------ TEXTAUSSCHNITT

Den Rechtschreibregeln auf der Spur: Wir erforschen, wie man im Mittelalter schrieb

Selbsttätig-entdeckendes Rechtschreiblernen anhand des Vergleichs der Originalfassung einer Luther-Fabel mit der heutigen Schreibweise


Unterrichtsentwurf, 2004

11 Seiten


Leseprobe

Inhaltsübersicht

1. Überlegungen zur Lerngruppe

2. Überlegungen zum Unterrichtsinhalt

3. Überlegungen zur methodischen Gestaltung

4. Lernziele

5. Verlaufsplan

6. Unterrichtsmaterial

Literaturverzeichnis

1. Überlegungen zur Lerngruppe

Bei der Klasse 6d, die mir schon aufgrund von Hospitationen und eigenen Unterrichtsversuchen seit dem ersten Ausbildungshalbjahr bekannt ist, handelt es sich um eine im Allgemeinen unproblematische Klasse. Weil sich die Jahrgangsstufenlehrer regelmäßig beraten und ihre Unterrichtsinhalte miteinander abstimmen, lassen sich Aussagen über die Leistungsstärke der Klasse machen, und die Klasse gilt im Vergleich mit der Parallelklasse als die leistungsstärkere.

------------
------ AUFGELISTETE EINTRÄGE

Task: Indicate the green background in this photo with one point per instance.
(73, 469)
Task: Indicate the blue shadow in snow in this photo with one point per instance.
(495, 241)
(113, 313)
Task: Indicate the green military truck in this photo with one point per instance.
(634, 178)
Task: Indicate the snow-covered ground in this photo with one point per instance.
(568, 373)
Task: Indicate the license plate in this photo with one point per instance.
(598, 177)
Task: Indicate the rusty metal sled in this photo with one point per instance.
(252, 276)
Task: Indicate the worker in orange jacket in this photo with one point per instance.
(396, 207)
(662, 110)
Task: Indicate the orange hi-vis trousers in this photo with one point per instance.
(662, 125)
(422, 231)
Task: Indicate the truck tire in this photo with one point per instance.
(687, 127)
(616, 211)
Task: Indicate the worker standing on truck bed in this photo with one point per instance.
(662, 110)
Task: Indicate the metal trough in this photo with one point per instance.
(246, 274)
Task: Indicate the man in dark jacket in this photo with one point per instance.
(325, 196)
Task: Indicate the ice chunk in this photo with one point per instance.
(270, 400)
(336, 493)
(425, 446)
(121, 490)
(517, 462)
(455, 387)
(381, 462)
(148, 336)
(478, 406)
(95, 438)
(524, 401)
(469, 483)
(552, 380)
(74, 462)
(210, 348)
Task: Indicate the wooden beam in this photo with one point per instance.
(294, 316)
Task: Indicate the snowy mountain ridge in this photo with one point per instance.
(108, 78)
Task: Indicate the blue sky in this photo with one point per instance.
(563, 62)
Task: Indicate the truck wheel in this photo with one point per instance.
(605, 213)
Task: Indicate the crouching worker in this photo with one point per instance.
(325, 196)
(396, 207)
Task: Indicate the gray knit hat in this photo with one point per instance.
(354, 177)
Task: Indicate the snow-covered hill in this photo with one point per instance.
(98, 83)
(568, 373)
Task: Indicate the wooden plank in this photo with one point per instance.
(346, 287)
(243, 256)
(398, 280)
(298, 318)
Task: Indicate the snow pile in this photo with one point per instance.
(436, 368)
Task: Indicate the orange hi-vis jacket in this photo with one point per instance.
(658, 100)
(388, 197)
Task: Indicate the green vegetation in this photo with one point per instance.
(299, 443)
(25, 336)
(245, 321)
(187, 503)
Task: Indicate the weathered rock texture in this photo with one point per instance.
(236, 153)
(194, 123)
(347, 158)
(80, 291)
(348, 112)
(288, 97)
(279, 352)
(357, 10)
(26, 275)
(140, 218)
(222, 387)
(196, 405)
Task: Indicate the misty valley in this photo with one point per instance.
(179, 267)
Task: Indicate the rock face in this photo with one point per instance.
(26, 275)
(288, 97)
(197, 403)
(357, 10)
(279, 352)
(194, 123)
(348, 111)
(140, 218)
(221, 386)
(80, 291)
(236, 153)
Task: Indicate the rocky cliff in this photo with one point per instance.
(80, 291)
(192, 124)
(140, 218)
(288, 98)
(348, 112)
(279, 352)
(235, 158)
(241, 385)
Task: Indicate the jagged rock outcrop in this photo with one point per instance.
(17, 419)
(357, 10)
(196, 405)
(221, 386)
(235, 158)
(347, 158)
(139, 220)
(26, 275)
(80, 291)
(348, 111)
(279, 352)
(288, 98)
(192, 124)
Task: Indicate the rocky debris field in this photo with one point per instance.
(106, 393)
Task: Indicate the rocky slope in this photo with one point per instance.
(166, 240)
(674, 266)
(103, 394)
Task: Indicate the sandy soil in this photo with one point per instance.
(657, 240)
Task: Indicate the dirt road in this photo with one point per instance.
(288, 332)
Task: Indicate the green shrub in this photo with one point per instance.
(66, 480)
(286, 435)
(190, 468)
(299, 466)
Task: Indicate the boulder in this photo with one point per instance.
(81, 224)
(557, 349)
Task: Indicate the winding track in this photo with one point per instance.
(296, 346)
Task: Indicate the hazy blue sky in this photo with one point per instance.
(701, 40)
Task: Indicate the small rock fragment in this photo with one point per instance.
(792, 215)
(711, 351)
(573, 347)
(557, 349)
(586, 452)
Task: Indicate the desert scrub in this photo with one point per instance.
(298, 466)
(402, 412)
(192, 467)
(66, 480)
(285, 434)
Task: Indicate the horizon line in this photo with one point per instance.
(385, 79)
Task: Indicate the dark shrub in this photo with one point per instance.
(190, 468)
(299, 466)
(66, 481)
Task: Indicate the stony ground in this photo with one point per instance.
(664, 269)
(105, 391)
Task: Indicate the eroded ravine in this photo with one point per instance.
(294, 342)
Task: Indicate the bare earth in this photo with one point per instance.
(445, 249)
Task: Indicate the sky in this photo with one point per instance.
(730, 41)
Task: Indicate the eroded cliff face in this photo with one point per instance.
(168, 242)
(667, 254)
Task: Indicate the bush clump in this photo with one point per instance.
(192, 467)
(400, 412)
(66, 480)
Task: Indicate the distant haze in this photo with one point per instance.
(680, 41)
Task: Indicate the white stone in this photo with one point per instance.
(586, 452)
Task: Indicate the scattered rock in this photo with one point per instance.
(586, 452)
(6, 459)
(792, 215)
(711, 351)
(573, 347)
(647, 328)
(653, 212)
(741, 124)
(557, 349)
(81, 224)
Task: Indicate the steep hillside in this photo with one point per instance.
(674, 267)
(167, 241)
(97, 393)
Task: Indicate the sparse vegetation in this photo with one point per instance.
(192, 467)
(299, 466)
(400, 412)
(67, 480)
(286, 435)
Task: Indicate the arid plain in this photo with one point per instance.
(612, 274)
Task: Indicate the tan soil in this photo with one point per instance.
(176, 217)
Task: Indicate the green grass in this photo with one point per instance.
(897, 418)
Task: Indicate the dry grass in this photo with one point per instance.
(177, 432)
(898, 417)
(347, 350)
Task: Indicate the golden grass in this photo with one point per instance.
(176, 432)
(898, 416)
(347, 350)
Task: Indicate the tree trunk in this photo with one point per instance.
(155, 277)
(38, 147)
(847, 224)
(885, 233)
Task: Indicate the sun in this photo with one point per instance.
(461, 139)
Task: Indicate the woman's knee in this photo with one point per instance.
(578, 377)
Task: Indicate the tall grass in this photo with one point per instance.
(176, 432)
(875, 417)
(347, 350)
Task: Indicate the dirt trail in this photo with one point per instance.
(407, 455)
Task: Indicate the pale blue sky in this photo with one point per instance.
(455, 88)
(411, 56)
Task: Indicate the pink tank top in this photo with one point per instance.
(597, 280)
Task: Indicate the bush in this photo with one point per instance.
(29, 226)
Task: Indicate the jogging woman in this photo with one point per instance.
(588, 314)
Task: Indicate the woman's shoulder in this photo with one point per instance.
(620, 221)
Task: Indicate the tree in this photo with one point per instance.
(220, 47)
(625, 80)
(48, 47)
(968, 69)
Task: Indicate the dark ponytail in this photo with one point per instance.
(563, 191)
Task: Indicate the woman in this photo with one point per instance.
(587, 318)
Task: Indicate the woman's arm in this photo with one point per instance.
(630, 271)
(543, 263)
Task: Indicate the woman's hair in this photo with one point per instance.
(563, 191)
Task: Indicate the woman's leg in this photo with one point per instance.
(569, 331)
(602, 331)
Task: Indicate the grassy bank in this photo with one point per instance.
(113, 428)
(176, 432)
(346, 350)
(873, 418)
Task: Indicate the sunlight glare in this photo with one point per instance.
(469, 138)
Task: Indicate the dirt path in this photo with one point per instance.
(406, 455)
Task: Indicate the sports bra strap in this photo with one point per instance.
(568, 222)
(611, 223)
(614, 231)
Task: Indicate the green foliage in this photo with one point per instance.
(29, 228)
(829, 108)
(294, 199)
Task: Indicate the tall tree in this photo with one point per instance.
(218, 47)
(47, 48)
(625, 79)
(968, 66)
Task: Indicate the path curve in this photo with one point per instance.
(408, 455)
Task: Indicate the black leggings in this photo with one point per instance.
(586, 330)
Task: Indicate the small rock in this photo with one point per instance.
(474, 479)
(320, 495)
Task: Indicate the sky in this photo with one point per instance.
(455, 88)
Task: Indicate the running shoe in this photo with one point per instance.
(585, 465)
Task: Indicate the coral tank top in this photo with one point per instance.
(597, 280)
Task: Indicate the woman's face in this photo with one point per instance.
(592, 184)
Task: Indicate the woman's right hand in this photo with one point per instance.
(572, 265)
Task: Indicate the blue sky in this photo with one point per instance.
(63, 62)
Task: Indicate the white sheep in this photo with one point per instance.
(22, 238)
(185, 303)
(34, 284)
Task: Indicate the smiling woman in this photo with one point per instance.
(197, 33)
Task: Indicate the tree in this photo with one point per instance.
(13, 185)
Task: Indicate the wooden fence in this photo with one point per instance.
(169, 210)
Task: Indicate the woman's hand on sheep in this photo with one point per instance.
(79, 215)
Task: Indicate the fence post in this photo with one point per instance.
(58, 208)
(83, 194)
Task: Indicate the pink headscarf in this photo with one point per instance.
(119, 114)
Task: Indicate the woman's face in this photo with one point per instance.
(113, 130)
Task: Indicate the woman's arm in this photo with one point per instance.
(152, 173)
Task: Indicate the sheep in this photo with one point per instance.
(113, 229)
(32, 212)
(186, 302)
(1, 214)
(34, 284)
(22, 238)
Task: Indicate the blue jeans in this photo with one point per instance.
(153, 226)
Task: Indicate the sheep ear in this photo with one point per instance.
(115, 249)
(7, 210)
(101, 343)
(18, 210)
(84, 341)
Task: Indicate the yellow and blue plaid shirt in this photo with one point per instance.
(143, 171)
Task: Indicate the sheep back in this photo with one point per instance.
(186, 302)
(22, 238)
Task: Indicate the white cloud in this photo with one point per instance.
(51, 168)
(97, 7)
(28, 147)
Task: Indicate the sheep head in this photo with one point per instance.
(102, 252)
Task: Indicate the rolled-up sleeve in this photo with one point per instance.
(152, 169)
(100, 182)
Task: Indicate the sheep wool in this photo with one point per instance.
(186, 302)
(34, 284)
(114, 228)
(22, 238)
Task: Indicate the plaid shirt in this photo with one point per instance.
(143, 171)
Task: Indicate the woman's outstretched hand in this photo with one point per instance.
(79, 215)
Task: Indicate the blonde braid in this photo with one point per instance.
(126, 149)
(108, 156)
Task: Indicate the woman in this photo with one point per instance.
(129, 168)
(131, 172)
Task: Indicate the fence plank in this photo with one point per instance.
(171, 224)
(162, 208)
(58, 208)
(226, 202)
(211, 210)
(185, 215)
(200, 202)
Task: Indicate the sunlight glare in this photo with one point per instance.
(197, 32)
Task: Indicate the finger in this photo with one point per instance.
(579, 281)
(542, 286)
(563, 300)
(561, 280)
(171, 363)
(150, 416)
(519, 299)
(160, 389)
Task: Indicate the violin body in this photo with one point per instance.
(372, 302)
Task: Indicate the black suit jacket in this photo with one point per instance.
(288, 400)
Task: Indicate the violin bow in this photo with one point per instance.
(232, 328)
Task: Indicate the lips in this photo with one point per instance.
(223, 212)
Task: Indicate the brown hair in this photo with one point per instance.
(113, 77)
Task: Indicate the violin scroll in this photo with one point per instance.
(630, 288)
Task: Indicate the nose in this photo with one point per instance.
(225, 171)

------------

ZIEL:
Beantworte diese Fragen zum Textausschnitt:
(a) Womit wird die Originalfassung der Luther-Fabel verglichen?
(b) Aus welchem Jahr stammt der Unterrichtsentwurf?
(c) Als was gilt die Klasse 6d im Vergleich mit der Parallelklasse?

ERGEBNIS:
(a) Mit der heutigen Schreibweise.
(b) Aus dem Jahr 2004.
(c) Als die leistungsstärkere Klasse.